> Exercise description:
From the blog post:
1. What date appears at the top?
2. What family name does the writer give?
3. On what date did Emily-Rose die?

> Provided text:
Wednesday, 3 October 2012

A brief introduction and Commitment,

Good Morning, I pray this post finds you well and that your week is blessed.
We are the Walkers, and were so glad that you have found us on this rainy day in October. Wow, I just typed October, that's so odd. We have had a blog before here, but we thought that it would be good to start a new...again....because our lives have changed...again. God has had us on a bit of a whirlwind tour os of late, and quite frankly I cant keep up. Good news is , I font have to. Alas, I am happy that God has lead us and carried us through, so there really is not anything to complain about. God is funny that way.
My name is Sarah , for those who are unawares. I am a Christian Helpmeet wife and Mother of five.  I say five , with some hesitation .... We lost our darling Emily-Rose this summer at the age of "almost two" August 8th , she went home. Her death is the number one reason why this new blog has begun. I went to post i the other blog and quite frankly it just didn't seem to fit our family anymore. I think grief does that. It changes who you are. Sort of takes your insides out ....stomps on it , then God picks them up and puts them back in....but their never really put back in the way they were before.

> Recorded data:
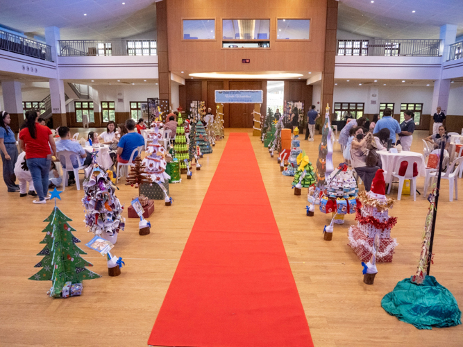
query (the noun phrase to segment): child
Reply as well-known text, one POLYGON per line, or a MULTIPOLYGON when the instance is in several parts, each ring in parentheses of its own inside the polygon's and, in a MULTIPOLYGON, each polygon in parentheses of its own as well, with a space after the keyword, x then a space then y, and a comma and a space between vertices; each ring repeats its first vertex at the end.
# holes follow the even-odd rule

> Reply:
1. Wednesday, 3 October 2012
2. The Walkers
3. August 8th